Picture annotation records
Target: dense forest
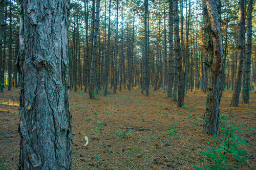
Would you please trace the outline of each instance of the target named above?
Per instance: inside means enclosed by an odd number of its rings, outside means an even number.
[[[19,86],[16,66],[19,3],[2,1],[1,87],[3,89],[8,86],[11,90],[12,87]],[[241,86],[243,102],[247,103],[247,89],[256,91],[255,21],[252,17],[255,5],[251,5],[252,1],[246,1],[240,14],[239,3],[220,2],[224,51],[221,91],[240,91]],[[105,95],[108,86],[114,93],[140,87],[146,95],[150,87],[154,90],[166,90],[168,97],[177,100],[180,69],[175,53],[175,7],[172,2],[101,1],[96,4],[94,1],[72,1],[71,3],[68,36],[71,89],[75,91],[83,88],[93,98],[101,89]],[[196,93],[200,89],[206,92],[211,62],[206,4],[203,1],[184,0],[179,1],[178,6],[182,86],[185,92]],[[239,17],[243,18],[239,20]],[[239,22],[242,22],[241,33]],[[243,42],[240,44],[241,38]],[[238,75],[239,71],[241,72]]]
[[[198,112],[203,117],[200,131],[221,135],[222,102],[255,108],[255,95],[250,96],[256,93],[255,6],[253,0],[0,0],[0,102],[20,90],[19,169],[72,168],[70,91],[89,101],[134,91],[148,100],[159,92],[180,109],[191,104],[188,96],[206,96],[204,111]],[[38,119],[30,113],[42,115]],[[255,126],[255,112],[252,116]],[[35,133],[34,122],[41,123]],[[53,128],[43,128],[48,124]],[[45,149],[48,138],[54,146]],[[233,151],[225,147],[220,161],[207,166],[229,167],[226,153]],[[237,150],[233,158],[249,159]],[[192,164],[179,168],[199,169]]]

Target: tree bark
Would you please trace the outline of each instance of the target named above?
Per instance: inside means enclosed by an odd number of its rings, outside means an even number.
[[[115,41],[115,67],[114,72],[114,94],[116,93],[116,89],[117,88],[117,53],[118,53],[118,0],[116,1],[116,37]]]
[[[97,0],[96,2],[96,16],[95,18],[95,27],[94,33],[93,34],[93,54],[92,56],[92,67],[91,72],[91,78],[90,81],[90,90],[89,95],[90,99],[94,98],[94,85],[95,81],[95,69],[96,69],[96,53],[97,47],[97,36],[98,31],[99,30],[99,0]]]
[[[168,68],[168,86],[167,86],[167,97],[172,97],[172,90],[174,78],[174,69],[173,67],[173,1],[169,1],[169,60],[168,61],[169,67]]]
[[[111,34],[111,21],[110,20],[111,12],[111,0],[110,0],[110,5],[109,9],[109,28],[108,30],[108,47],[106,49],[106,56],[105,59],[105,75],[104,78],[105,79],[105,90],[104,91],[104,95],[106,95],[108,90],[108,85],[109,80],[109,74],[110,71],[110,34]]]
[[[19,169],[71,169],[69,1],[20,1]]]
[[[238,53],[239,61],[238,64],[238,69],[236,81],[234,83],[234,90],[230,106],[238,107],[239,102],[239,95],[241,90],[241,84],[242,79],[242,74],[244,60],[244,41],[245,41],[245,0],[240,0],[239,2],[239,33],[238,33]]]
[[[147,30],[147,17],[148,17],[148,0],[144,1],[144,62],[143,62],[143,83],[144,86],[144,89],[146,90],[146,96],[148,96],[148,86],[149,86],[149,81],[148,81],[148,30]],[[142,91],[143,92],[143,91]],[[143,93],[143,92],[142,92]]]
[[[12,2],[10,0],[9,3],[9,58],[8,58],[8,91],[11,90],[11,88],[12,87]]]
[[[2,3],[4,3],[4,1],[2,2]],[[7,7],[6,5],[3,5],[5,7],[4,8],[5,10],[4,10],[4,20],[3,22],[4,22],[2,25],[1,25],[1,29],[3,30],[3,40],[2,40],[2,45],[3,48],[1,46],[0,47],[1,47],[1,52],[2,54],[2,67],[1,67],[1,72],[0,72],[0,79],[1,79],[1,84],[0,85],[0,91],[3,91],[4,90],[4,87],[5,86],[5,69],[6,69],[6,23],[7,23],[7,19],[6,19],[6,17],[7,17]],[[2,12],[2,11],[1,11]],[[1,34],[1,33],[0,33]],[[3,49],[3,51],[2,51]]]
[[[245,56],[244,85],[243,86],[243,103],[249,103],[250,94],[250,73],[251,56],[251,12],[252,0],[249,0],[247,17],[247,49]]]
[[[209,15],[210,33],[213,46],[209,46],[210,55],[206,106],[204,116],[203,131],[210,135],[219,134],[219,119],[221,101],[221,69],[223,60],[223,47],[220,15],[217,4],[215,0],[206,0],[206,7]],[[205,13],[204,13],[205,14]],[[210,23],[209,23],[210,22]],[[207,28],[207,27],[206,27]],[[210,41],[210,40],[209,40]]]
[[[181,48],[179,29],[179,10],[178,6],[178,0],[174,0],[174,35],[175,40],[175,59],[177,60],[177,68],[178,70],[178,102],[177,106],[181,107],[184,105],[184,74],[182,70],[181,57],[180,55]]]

__Problem__
Convert all the lines above into a Markdown table with the columns "Row" and "Line", one line per row, numbered in order. Leave out blank lines and the picture.

__Result of the exercise__
| Row | Line |
|---|---|
| 1 | Target: dense forest |
| 2 | Would you please trace the outline of each instance of the target named above? |
| 3 | Per instance: inside means enclosed by an odd number of its rings, outside means an even number. |
| 4 | [[[19,86],[16,66],[19,3],[2,1],[1,87],[3,89],[8,86],[11,90],[12,87]],[[241,86],[243,102],[247,103],[247,89],[256,91],[255,21],[252,17],[255,5],[251,5],[252,1],[246,1],[240,14],[239,3],[220,2],[224,51],[221,91],[240,91]],[[105,95],[108,86],[114,93],[140,87],[146,95],[150,87],[154,90],[166,90],[168,97],[177,100],[180,69],[175,53],[175,7],[172,2],[101,1],[96,4],[94,1],[72,1],[71,3],[68,36],[71,89],[75,91],[83,88],[93,98],[101,89]],[[196,93],[200,89],[206,92],[211,62],[206,4],[203,1],[184,0],[179,1],[178,6],[182,86],[185,92]],[[239,17],[243,18],[239,20]],[[239,22],[242,22],[241,33]],[[243,42],[240,44],[241,38]],[[238,75],[239,71],[241,72]]] |
| 5 | [[[198,112],[203,117],[200,131],[221,135],[222,102],[255,108],[255,95],[250,96],[256,93],[255,6],[253,0],[0,0],[0,102],[20,90],[19,169],[72,168],[70,91],[89,101],[134,91],[148,100],[159,92],[180,109],[191,104],[188,96],[206,96],[204,111]],[[38,119],[30,113],[42,115]],[[255,126],[255,112],[252,116]],[[35,133],[34,122],[41,123]],[[53,128],[43,128],[48,124]],[[45,149],[48,138],[54,146]],[[233,151],[225,147],[220,161],[207,166],[229,167],[226,153]],[[237,150],[233,158],[249,159]],[[192,164],[179,168],[199,169]]] |
| 6 | Target: tree bark |
| 7 | Would you please trace the outline of each instance of the target named above? |
| 8 | Per instance: inside means enclosed by an odd number of its rings, outside means an even number. |
| 9 | [[[115,41],[115,67],[114,72],[114,94],[116,93],[116,89],[117,88],[117,53],[118,53],[118,0],[116,1],[116,37]]] |
| 10 | [[[97,0],[96,2],[96,16],[95,18],[95,27],[94,33],[93,34],[93,54],[92,56],[92,67],[91,72],[91,78],[90,81],[90,90],[89,95],[90,99],[94,98],[94,85],[95,81],[95,69],[96,69],[96,53],[97,47],[97,36],[98,31],[99,30],[99,0]]] |
| 11 | [[[168,68],[168,86],[167,86],[167,97],[172,97],[172,90],[174,78],[174,69],[173,67],[173,1],[169,1],[169,60],[168,61],[169,67]]] |
| 12 | [[[111,34],[111,21],[110,20],[111,12],[111,0],[110,0],[110,5],[109,9],[109,28],[108,30],[108,47],[106,49],[106,56],[105,59],[105,75],[104,78],[105,79],[105,90],[104,91],[104,95],[106,95],[108,90],[108,85],[109,80],[109,74],[110,71],[110,34]]] |
| 13 | [[[19,169],[71,169],[69,1],[20,1]]] |
| 14 | [[[238,53],[239,61],[238,64],[238,69],[236,81],[234,83],[234,90],[230,106],[238,107],[239,102],[239,95],[241,90],[241,84],[242,79],[242,74],[244,60],[244,41],[245,41],[245,0],[240,0],[239,2],[239,33],[238,33]]] |
| 15 | [[[147,30],[147,17],[148,17],[148,0],[144,1],[144,62],[143,62],[143,83],[144,86],[144,89],[146,90],[146,96],[148,96],[148,86],[149,86],[149,81],[148,81],[148,30]],[[142,91],[143,92],[143,91]],[[143,93],[143,92],[142,92]]] |
| 16 | [[[12,2],[10,0],[9,3],[9,58],[8,58],[8,91],[11,90],[11,88],[12,87]]] |
| 17 | [[[2,3],[4,3],[4,1],[2,2]],[[7,7],[6,5],[3,5],[5,7],[4,8],[5,10],[4,10],[4,20],[3,22],[4,22],[2,25],[1,25],[1,29],[3,30],[3,40],[2,40],[2,45],[3,48],[1,46],[0,47],[1,47],[1,52],[2,54],[2,67],[1,67],[1,72],[0,72],[0,79],[1,79],[1,84],[0,85],[0,91],[3,91],[4,90],[4,87],[5,86],[5,69],[6,69],[6,23],[7,23],[7,19],[6,19],[6,17],[7,17]],[[2,12],[2,11],[1,11]],[[1,34],[1,33],[0,33]],[[3,49],[3,51],[2,51]]] |
| 18 | [[[245,56],[244,85],[243,86],[243,103],[249,103],[250,94],[250,73],[251,56],[251,12],[252,0],[249,0],[247,17],[247,49]]] |
| 19 | [[[209,15],[210,33],[213,46],[209,46],[210,55],[206,106],[204,116],[203,131],[210,135],[219,134],[219,119],[221,101],[221,69],[223,60],[223,47],[220,15],[217,4],[215,0],[206,0],[206,7]],[[205,13],[204,13],[205,14]],[[210,23],[209,23],[210,22]],[[207,28],[207,27],[206,27]],[[210,41],[210,40],[209,40]]] |
| 20 | [[[181,48],[179,29],[179,10],[178,6],[178,0],[174,0],[174,35],[175,40],[175,59],[177,60],[177,68],[178,70],[178,102],[177,106],[181,107],[184,105],[184,74],[182,70],[181,57],[180,55]]] |